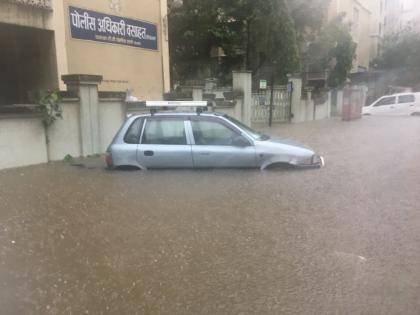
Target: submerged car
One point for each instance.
(201, 140)
(395, 105)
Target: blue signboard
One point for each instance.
(91, 25)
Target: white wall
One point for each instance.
(111, 117)
(22, 142)
(64, 134)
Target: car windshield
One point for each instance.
(253, 133)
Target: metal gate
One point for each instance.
(281, 105)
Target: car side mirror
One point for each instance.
(240, 141)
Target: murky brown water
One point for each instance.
(341, 240)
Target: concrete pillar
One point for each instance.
(197, 93)
(310, 106)
(86, 87)
(242, 81)
(296, 98)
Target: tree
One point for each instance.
(400, 57)
(253, 34)
(333, 49)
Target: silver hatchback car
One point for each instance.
(201, 140)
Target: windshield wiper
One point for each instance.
(264, 137)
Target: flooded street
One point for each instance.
(344, 239)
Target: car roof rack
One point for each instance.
(155, 106)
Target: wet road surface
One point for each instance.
(340, 240)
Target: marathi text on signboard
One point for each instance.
(90, 25)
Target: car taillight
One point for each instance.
(108, 159)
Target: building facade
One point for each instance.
(124, 41)
(364, 16)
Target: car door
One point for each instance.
(384, 106)
(219, 145)
(406, 104)
(164, 144)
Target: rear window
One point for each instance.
(409, 98)
(166, 132)
(386, 101)
(132, 135)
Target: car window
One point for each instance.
(409, 98)
(164, 131)
(132, 135)
(212, 133)
(386, 101)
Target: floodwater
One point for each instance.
(344, 239)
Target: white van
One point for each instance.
(396, 104)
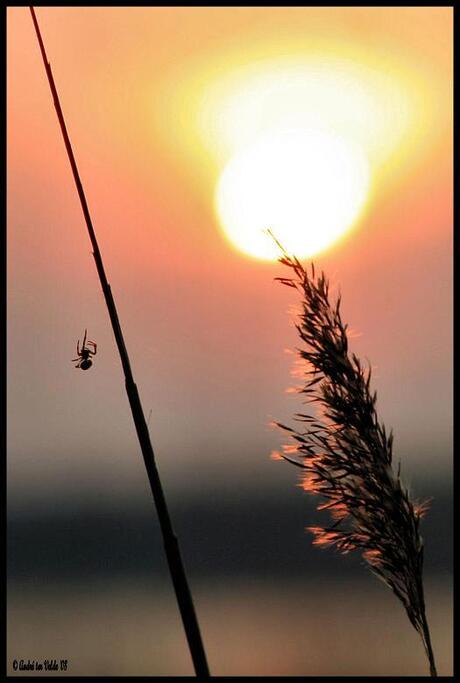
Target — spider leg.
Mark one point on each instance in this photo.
(95, 347)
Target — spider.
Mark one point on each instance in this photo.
(83, 354)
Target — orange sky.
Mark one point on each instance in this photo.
(145, 93)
++++++++++
## Set problem
Could you reproduce every record above exactly, leaving out the pictures?

## Output of the task
Target: submerged car
One point for each instance.
(201, 140)
(395, 105)
Target: blue signboard
One point for each instance.
(91, 25)
Target: white wall
One point for each instance.
(111, 117)
(22, 142)
(64, 134)
Target: car windshield
One point for each instance.
(253, 133)
Target: metal gate
One point for each instance.
(281, 105)
Target: car side mirror
One point for each instance.
(240, 141)
Target: murky brown water
One point for each instance.
(341, 240)
Target: concrete pillar
One point for each instance.
(197, 93)
(310, 106)
(86, 87)
(242, 81)
(296, 98)
Target: tree
One point for each instance.
(400, 57)
(253, 34)
(333, 49)
Target: silver hatchback car
One point for each instance.
(201, 140)
Target: windshield wiper
One point for each instance.
(264, 137)
Target: flooded street
One point for each instance.
(344, 239)
Target: car roof rack
One point for each instance.
(155, 106)
Target: wet road surface
One point for each instance.
(340, 240)
Target: marathi text on signboard
One point for each instance.
(90, 25)
Target: car taillight
One point for each instance.
(108, 159)
Target: building facade
One point for each instance.
(124, 41)
(364, 16)
Target: car door
One point for each instance.
(384, 106)
(219, 145)
(406, 104)
(164, 144)
Target: rear window
One point for each instance.
(409, 98)
(166, 132)
(386, 101)
(132, 135)
Target: car window
One point for each instance.
(409, 98)
(164, 131)
(132, 135)
(212, 133)
(386, 101)
Target: floodwater
One point for each instance.
(344, 239)
Target: white van
One point for each instance.
(396, 104)
Target — spider leg.
Mark one point on each instance in this photo.
(95, 347)
Target — spider.
Mark one point on each instance in this photo.
(83, 354)
Target — orange sky.
Mark one point on each instance in this photo.
(145, 93)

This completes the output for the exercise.